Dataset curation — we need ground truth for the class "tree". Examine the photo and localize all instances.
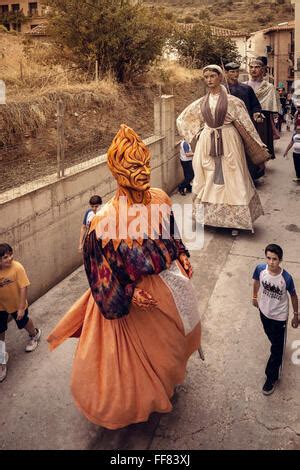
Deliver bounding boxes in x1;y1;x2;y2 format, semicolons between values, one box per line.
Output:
48;0;168;82
170;23;240;68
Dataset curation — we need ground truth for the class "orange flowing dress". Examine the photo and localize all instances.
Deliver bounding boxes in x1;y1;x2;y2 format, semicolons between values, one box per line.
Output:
48;190;201;429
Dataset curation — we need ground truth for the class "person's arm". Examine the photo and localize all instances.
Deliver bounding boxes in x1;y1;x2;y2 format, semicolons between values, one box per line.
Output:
17;287;27;320
78;224;87;253
291;292;299;328
183;141;194;158
283;139;294;158
248;86;261;120
252;280;260;308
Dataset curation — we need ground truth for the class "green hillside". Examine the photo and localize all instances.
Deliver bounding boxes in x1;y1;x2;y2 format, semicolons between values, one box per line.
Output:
144;0;294;31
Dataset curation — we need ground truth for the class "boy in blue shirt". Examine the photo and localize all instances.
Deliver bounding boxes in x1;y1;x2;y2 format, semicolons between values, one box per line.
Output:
178;140;194;196
252;244;299;395
78;195;102;253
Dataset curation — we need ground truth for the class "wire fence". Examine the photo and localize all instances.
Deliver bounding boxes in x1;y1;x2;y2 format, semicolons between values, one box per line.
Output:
0;98;157;196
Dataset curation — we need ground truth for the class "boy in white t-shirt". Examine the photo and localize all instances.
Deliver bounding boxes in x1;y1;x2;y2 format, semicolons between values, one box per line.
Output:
283;125;300;183
252;244;299;395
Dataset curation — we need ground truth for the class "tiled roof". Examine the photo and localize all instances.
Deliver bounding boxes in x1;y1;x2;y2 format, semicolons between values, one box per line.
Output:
180;23;250;38
25;23;47;36
262;21;295;34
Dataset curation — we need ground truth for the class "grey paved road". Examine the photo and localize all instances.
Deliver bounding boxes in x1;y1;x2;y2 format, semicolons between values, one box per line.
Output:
0;129;300;449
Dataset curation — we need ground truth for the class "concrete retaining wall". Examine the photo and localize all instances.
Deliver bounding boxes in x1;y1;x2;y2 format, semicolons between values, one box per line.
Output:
0;96;182;302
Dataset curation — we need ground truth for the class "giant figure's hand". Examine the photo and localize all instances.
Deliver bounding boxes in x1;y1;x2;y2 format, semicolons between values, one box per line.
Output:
132;287;157;308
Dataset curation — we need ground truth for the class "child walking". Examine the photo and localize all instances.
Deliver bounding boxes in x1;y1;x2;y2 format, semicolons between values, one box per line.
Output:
78;194;102;253
0;243;41;382
283;125;300;183
252;244;299;395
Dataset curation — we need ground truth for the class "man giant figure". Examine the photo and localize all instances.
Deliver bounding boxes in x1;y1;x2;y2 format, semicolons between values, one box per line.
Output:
246;59;280;159
225;62;265;180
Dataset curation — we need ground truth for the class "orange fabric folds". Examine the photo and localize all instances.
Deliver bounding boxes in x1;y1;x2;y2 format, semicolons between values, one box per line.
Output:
48;275;201;429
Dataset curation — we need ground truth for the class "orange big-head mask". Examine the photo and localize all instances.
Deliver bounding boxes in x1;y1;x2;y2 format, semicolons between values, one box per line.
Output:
107;124;150;192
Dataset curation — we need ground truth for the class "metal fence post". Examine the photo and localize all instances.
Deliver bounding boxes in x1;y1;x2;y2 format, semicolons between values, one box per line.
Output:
57;99;65;178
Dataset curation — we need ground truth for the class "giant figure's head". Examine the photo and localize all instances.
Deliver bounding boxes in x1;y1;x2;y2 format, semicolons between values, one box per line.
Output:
107;124;150;192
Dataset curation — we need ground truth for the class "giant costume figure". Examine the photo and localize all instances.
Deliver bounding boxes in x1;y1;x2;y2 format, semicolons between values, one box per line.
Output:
48;125;200;429
246;59;280;159
177;65;263;235
225;62;265;181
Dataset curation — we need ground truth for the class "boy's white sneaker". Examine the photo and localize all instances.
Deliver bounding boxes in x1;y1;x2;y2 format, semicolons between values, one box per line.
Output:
25;328;42;352
0;353;8;382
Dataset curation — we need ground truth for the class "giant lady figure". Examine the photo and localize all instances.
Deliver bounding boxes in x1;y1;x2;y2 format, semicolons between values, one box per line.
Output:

————————

= TASK REQUIREMENTS =
Count the lines in the material above that contain the string "giant", matching uppercase and lowercase exactly, and reply with that number alone.

= RESPONSE BELOW =
5